● The problem:
All lines between the start of the listing below and the line containing "Expected: the pointer indicates a point on the bench", inclusive, must be repeated exactly.

Start of Block

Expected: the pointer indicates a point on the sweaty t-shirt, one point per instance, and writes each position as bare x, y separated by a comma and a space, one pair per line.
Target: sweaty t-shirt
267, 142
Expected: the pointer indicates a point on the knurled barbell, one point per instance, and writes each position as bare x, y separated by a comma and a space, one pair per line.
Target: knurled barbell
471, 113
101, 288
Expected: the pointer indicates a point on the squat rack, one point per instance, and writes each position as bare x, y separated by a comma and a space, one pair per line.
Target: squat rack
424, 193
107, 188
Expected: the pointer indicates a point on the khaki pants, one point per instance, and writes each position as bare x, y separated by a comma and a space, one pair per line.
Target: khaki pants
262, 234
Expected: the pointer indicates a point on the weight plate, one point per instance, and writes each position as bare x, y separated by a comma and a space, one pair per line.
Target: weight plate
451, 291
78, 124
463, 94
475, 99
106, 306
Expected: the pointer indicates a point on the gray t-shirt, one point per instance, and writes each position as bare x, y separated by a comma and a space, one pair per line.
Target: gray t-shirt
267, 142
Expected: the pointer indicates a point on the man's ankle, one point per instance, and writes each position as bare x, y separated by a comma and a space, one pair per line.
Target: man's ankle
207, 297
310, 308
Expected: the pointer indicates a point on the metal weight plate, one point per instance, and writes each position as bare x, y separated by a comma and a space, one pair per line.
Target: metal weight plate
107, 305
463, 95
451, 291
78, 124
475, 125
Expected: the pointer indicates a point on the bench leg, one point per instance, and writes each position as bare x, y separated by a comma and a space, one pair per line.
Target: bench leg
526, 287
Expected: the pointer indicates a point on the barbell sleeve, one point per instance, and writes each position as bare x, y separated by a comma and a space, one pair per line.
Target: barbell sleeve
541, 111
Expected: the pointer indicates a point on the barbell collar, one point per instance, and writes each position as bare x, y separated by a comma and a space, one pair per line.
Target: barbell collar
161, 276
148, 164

End of Block

● Exercise solution:
Expected: the pointer indicates a point on the sweaty t-shirt, one point per instance, and writes each position as bare x, y separated by a comma and a space, one pair per line.
Target: sweaty t-shirt
267, 142
Expected: the pointer indicates a point on the knurled barbell, one point per instance, and writes each position as bare x, y separated by a comma and a space, one pair per line.
Target: knurled barbell
471, 113
101, 288
Expected: the pointer indicates a point on the squat rack, one point per instance, and writes each position as bare x, y separated by a comma and a space, one pair per line.
Target: squat rack
424, 193
107, 188
Expected: the pointer indicates a point on the khaki pants, one point per instance, and writes each position as bare x, y separated by a comma and a space, one pair per line.
Target: khaki pants
262, 234
Expected: the pointer indicates a point on the weight plate, one point per instance, and writes each position as bare x, y separated by a comma and a space, one pair per line.
Target: weight plate
451, 291
78, 124
463, 94
475, 99
106, 306
Expected: the pointer indicates a point on the gray t-shirt, one point per instance, and writes each position as bare x, y separated by a comma and a space, one pair per line.
Target: gray t-shirt
267, 142
Expected: the pointer indicates a point on the man's ankle, one point per instance, and writes each position as bare x, y separated by a comma and a space, one pair per line.
Target: man's ankle
207, 297
310, 308
Expected: the pointer indicates a point on the metal weight plate, one point per instance, and writes each position as bare x, y separated by a comma and a space, one pair per line.
Target: metal weight plate
107, 305
463, 95
451, 291
78, 124
475, 125
Expected: the pointer indicates a point on the bench leg, one point per instance, and writes each position as bare x, y separated by a comma and a space, one pair per line.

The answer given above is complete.